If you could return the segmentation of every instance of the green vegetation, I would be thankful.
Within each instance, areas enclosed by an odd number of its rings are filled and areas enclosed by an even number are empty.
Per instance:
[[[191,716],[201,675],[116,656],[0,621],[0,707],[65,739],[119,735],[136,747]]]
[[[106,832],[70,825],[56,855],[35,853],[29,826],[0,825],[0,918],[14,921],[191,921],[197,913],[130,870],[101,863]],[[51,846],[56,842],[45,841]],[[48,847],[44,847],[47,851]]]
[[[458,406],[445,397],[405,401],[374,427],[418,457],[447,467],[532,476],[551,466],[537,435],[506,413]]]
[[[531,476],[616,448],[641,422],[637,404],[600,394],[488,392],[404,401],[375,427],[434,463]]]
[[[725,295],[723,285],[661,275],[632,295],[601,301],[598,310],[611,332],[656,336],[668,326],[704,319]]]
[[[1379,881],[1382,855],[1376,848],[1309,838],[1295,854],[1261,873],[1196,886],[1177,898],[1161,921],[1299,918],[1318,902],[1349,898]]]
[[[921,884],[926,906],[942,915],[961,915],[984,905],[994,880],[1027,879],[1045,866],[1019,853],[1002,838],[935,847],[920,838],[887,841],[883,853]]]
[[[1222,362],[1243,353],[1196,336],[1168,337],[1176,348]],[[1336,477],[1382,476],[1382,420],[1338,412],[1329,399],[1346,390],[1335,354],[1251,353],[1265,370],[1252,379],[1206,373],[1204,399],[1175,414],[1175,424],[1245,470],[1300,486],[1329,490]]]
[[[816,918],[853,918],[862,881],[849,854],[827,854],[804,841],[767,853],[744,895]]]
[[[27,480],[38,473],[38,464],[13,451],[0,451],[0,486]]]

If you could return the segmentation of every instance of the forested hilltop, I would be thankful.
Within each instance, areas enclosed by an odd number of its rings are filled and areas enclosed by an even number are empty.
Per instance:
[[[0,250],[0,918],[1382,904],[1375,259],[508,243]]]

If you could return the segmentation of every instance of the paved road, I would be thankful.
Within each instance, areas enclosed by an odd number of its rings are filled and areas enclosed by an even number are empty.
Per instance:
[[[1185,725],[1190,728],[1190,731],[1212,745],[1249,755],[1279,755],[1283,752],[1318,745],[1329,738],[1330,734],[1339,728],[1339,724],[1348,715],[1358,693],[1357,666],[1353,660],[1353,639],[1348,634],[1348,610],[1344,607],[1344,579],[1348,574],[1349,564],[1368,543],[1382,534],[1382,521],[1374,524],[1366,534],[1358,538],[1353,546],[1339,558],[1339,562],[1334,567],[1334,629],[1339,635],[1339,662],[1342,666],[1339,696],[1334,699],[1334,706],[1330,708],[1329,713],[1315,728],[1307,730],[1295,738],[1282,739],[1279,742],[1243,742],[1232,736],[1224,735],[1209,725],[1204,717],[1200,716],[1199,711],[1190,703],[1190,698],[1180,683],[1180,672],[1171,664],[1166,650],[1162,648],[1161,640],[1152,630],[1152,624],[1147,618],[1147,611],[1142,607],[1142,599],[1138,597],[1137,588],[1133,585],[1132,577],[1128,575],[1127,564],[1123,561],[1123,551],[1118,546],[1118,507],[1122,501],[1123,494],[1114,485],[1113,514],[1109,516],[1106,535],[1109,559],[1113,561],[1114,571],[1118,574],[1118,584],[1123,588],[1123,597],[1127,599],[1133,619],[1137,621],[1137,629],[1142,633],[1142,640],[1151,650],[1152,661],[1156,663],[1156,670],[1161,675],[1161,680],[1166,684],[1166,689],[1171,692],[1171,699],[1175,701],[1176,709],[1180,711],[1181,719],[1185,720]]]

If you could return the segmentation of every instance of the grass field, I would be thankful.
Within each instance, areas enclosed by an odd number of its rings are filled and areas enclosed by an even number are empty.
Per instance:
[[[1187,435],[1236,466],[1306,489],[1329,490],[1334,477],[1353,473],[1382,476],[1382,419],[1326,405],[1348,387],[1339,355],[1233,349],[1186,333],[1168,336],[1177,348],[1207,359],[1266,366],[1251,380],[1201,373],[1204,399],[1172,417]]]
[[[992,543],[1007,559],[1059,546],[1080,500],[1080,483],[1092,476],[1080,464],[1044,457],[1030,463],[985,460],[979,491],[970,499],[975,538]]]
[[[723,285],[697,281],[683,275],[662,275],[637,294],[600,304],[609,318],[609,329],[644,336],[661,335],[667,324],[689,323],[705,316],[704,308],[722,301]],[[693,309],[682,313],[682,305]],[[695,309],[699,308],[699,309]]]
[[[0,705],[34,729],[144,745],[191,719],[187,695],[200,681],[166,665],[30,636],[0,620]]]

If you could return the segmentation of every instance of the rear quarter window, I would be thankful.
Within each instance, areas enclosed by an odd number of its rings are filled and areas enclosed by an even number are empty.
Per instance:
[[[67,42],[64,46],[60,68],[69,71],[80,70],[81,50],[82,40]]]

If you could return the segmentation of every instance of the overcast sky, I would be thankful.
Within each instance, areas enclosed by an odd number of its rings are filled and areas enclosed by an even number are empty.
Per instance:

.....

Requirement:
Please return every line of the records that contains the word "segmentation".

Response below:
If you could return the segmentation of every instance of the green vegetation, I would be thankful.
If you could return the segmentation of every instance of the forested hilltop, I would be thankful.
If you could return the segmentation of every instance of the paved road, I would be thankful.
If you could return the segmentation of every instance of the grass field, I would be thankful.
If you could return the segmentation of every instance of the rear quarter window, I would be thankful.
If you could return the segmentation of every instance of the overcast sky, I would be thankful.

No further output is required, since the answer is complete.